- PROBLEM TO SOLVE:
Every line from the one containing "[[748, 511], [847, 515]]" through the last line below should be reproduced exactly; please include nothing else.
***** EXERCISE DATA
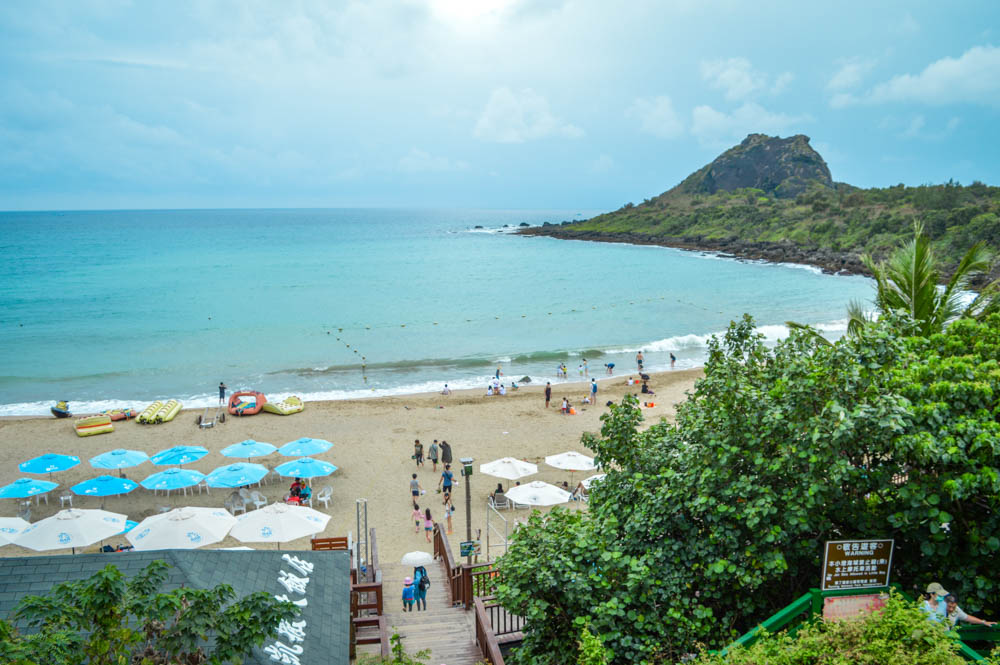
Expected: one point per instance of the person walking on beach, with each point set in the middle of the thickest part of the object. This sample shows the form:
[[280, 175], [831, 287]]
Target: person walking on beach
[[444, 483], [409, 594], [432, 454], [449, 510], [421, 583], [418, 517], [418, 452]]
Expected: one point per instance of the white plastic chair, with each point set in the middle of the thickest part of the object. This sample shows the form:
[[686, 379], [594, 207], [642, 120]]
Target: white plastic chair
[[502, 503], [258, 499], [324, 496], [236, 505]]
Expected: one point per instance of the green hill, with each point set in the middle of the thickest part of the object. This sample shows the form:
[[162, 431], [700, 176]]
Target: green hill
[[773, 199]]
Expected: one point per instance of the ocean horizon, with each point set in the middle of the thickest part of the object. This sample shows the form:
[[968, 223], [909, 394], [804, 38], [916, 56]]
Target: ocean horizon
[[118, 308]]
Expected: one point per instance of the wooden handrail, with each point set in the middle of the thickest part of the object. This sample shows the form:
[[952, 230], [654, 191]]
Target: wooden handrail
[[485, 638], [442, 550]]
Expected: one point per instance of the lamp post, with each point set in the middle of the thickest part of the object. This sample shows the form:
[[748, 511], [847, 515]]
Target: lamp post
[[467, 473]]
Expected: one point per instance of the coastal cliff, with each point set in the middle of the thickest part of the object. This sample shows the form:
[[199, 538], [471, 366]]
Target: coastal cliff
[[774, 199]]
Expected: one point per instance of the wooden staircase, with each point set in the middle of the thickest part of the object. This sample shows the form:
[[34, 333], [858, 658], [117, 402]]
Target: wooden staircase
[[447, 631]]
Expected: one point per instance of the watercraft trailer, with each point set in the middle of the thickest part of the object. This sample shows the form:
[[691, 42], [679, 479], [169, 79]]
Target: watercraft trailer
[[210, 415]]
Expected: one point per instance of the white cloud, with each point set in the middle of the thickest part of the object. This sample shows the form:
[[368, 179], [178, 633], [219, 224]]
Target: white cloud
[[418, 161], [602, 164], [736, 77], [656, 116], [907, 25], [913, 129], [850, 74], [782, 82], [715, 128], [972, 78], [516, 117]]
**********
- PROBLEM SOLUTION:
[[748, 511], [847, 515]]
Target: lamp post
[[467, 473]]
Expected: one point per instance of the coastal cliff, with each point set in the middle of the thickest part of the object. This sample shows the form:
[[199, 538], [471, 366]]
Target: coastal cliff
[[774, 199]]
Expected: one point per instance of the wooden staircase, with each point set in the middle of the thickest part of the object. This sample shows the form:
[[34, 333], [858, 658], [117, 402]]
Target: wooden staircase
[[447, 631]]
Expected: one point per instance of the watercraft trailer, with each point set in the middle of the thickest part of the object. This sample shows the form:
[[691, 42], [679, 479], [169, 79]]
Target: watercraft trailer
[[210, 415]]
Expected: one point per instance of the white cloud, with each point set in the middle of the thickest part of the object. This sample shows the form:
[[368, 179], [178, 633], [219, 224]]
Target: white cloud
[[418, 161], [602, 164], [736, 77], [656, 116], [907, 25], [913, 129], [850, 74], [782, 82], [715, 128], [972, 78], [516, 117]]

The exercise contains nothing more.